>>>>>

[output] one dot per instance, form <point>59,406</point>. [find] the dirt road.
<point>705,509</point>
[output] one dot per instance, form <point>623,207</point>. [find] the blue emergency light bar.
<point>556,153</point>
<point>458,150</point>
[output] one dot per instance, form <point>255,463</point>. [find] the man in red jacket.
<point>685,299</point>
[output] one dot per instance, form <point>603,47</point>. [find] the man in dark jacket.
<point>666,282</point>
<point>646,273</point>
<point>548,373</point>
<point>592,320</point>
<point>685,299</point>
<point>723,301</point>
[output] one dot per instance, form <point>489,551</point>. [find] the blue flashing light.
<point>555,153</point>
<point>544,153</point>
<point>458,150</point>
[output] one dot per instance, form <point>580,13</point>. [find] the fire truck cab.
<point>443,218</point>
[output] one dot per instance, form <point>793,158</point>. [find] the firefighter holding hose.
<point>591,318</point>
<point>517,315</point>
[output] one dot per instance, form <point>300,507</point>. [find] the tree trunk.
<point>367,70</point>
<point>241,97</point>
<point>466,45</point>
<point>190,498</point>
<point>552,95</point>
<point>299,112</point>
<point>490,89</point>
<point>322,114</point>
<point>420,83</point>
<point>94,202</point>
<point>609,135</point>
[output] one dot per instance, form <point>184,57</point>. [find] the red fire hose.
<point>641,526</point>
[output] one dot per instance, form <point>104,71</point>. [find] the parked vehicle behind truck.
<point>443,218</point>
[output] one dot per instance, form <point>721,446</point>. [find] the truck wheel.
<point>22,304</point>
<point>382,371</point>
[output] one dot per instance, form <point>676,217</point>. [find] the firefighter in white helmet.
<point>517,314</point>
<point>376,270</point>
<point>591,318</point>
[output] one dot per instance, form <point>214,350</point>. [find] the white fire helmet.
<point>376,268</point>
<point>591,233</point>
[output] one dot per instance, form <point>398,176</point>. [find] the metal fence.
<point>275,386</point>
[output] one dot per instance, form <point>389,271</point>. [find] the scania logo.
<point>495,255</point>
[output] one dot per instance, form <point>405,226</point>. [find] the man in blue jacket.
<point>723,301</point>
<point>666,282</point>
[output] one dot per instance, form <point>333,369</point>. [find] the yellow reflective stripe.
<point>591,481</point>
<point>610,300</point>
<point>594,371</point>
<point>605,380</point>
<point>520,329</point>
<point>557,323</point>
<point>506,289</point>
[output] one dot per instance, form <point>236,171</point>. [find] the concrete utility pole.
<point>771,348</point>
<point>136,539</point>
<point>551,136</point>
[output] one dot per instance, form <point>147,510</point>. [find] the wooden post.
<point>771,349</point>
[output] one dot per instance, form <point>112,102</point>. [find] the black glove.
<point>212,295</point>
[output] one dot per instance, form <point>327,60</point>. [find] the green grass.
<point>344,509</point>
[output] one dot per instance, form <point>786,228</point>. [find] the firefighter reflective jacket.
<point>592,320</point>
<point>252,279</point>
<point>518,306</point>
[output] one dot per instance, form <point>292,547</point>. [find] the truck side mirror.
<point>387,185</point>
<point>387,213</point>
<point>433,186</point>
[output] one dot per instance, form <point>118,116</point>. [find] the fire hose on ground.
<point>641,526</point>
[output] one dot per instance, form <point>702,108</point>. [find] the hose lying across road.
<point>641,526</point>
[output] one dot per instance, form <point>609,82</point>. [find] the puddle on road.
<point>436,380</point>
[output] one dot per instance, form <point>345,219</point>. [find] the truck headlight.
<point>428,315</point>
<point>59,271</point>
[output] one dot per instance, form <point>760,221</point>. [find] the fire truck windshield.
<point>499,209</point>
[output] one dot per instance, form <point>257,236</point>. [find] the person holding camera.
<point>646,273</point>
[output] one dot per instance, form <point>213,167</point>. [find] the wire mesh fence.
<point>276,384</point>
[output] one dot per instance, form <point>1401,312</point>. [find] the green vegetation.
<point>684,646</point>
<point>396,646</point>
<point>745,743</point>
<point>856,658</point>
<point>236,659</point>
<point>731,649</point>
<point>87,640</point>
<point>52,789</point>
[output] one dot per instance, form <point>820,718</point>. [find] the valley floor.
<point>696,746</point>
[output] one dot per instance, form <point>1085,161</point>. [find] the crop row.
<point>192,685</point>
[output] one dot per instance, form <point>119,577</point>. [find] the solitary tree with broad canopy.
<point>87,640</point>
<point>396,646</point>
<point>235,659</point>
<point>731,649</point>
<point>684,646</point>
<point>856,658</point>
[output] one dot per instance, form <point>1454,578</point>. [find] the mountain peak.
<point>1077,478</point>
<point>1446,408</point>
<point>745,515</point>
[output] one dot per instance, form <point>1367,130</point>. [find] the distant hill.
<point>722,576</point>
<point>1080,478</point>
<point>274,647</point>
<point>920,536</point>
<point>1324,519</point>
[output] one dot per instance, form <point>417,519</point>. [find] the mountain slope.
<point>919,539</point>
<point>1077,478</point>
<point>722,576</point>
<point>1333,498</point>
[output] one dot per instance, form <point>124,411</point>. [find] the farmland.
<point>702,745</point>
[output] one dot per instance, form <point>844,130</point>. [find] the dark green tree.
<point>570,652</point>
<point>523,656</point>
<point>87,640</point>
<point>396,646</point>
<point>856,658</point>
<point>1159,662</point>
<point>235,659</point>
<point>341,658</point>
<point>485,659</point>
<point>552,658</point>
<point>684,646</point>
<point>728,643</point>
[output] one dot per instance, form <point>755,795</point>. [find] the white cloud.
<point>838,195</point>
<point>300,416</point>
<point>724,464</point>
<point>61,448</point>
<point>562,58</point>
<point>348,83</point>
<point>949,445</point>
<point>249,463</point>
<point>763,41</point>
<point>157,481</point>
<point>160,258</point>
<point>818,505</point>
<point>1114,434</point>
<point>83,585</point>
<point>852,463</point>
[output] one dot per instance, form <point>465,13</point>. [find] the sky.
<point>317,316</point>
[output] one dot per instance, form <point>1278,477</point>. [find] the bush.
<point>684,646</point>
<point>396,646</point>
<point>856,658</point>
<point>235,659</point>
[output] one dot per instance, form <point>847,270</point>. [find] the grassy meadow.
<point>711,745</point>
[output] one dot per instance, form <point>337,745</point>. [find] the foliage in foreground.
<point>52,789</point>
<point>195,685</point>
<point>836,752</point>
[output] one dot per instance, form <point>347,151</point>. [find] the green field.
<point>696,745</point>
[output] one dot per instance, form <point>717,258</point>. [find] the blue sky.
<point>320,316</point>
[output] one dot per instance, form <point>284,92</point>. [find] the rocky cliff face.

<<<<<

Instructions to follow: Rewrite every one of the lines above, putting "marker" wherever "dot" appears and changing nothing else.

The completed task:
[output] one marker per instance, form <point>59,406</point>. [find] the dirt road.
<point>705,509</point>
[output] one marker per instance, form <point>623,207</point>. [find] the blue emergency light bar.
<point>556,153</point>
<point>458,150</point>
[output] one marker per instance, form <point>255,463</point>. [find] the man in red jacket.
<point>685,299</point>
[output] one marker per instance, form <point>603,47</point>. [find] the man in dark jacket.
<point>666,282</point>
<point>646,273</point>
<point>548,373</point>
<point>592,320</point>
<point>685,299</point>
<point>723,301</point>
[output] one marker per instance, form <point>489,551</point>. [find] the blue flashing light.
<point>555,153</point>
<point>544,153</point>
<point>458,150</point>
[output] one marker per instance, form <point>580,13</point>. [find] the fire truck cab.
<point>443,218</point>
[output] one marker per instance, form <point>793,158</point>. [find] the firefighter holding hose.
<point>591,318</point>
<point>517,315</point>
[output] one marker per instance, form <point>300,507</point>. [find] the tree trunk.
<point>367,70</point>
<point>241,97</point>
<point>466,45</point>
<point>190,498</point>
<point>552,95</point>
<point>299,112</point>
<point>490,89</point>
<point>322,114</point>
<point>420,83</point>
<point>94,202</point>
<point>609,135</point>
[output] one marker per instance, form <point>184,57</point>. [find] the red fire hose.
<point>641,526</point>
[output] one marker per instance, form <point>104,71</point>. [find] the parked vehicle behind truck.
<point>443,218</point>
[output] one marker per instance, form <point>721,446</point>. [find] the truck wheel.
<point>22,304</point>
<point>382,371</point>
[output] one marker per instance, form <point>676,217</point>. [find] the firefighter in white helmet.
<point>517,314</point>
<point>376,270</point>
<point>591,318</point>
[output] one marker per instance, form <point>214,350</point>. [find] the white fire helmet.
<point>376,268</point>
<point>591,233</point>
[output] one marker per instance, form <point>398,176</point>. [find] the metal fence.
<point>275,386</point>
[output] one marker per instance, form <point>389,271</point>. [find] the scania logo.
<point>495,255</point>
[output] one marker per instance, form <point>405,226</point>. [find] the man in blue jacket.
<point>723,301</point>
<point>666,282</point>
[output] one marker per instance, form <point>333,369</point>. [find] the yellow reflective stripe.
<point>591,481</point>
<point>610,300</point>
<point>594,371</point>
<point>605,380</point>
<point>520,329</point>
<point>557,323</point>
<point>506,289</point>
[output] one marker per instance, form <point>236,171</point>. [find] the concrete utility pole.
<point>771,348</point>
<point>136,539</point>
<point>551,136</point>
[output] one marker per instance, form <point>147,510</point>. [find] the wooden post.
<point>771,349</point>
[output] one marker per instance, form <point>112,102</point>. [find] the black glove.
<point>212,295</point>
[output] one marker per instance, form <point>327,60</point>. [find] the green grass.
<point>344,509</point>
[output] one marker per instance, form <point>786,228</point>. [find] the firefighter reflective jacket.
<point>592,320</point>
<point>252,279</point>
<point>518,306</point>
[output] one marker per instance, form <point>292,547</point>. [find] the truck side mirror.
<point>387,185</point>
<point>387,213</point>
<point>433,186</point>
[output] one marker per instance, form <point>118,116</point>. [find] the fire hose on ground.
<point>641,526</point>
[output] one marker per instance, form <point>702,108</point>. [find] the hose lying across road.
<point>641,526</point>
[output] one marker per instance, form <point>609,82</point>. [find] the puddle on road.
<point>436,380</point>
[output] one marker per instance, form <point>345,219</point>. [find] the truck headlight.
<point>428,315</point>
<point>59,271</point>
[output] one marker per instance, form <point>760,221</point>. [find] the fire truck windshield.
<point>499,209</point>
[output] one marker per instance, form <point>257,236</point>. [find] the person holding camera.
<point>646,273</point>
[output] one marker per instance, form <point>213,167</point>. [find] the wire mesh fence.
<point>276,384</point>
[output] one marker per instance, form <point>1401,312</point>. [find] the green vegetation.
<point>684,646</point>
<point>396,646</point>
<point>745,743</point>
<point>856,658</point>
<point>236,659</point>
<point>731,649</point>
<point>87,640</point>
<point>52,789</point>
[output] one marker per instance, form <point>820,718</point>. [find] the valley floor.
<point>696,746</point>
[output] one marker per instance, form <point>1085,161</point>. [find] the crop row.
<point>192,685</point>
[output] one marker per instance, form <point>119,577</point>. [find] the solitary tree with broad canopy.
<point>87,640</point>
<point>396,646</point>
<point>235,659</point>
<point>731,649</point>
<point>684,646</point>
<point>856,658</point>
[output] one marker per instance, form <point>1454,578</point>. [find] the mountain peak.
<point>1077,478</point>
<point>1446,408</point>
<point>745,515</point>
[output] one marker per instance, form <point>1367,130</point>. [find] the distant hill.
<point>722,576</point>
<point>1080,478</point>
<point>274,647</point>
<point>920,536</point>
<point>1324,519</point>
[output] one marker per instance, form <point>417,519</point>. [find] the mountain slope.
<point>919,539</point>
<point>1077,478</point>
<point>722,576</point>
<point>1333,498</point>
[output] one marker per instance, form <point>124,411</point>. [find] the farmland.
<point>702,745</point>
[output] one marker per instance, form <point>844,130</point>. [find] the dark green tree.
<point>570,652</point>
<point>523,656</point>
<point>87,640</point>
<point>396,646</point>
<point>856,658</point>
<point>1159,662</point>
<point>235,659</point>
<point>341,658</point>
<point>485,659</point>
<point>552,658</point>
<point>684,646</point>
<point>728,643</point>
[output] one marker per instance, form <point>755,795</point>. [find] the white cloud.
<point>838,195</point>
<point>300,416</point>
<point>724,464</point>
<point>61,448</point>
<point>562,58</point>
<point>348,83</point>
<point>949,445</point>
<point>249,463</point>
<point>763,41</point>
<point>157,481</point>
<point>160,258</point>
<point>818,505</point>
<point>1114,434</point>
<point>83,585</point>
<point>852,463</point>
[output] one marker per instance, form <point>465,13</point>. [find] the sky.
<point>317,316</point>
[output] one marker per instance, form <point>1278,477</point>. [find] the bush.
<point>684,646</point>
<point>396,646</point>
<point>856,658</point>
<point>235,659</point>
[output] one marker per instance, form <point>847,270</point>. [find] the grassy meadow.
<point>711,745</point>
[output] one marker per instance, form <point>337,745</point>. [find] the foliage in foreground.
<point>52,789</point>
<point>195,685</point>
<point>836,752</point>
[output] one marker per instance, form <point>347,151</point>. [find] the green field.
<point>696,745</point>
[output] one marker per instance, form <point>717,258</point>. [find] the blue sky.
<point>320,316</point>
[output] one marker per instance, form <point>284,92</point>. [find] the rocky cliff face.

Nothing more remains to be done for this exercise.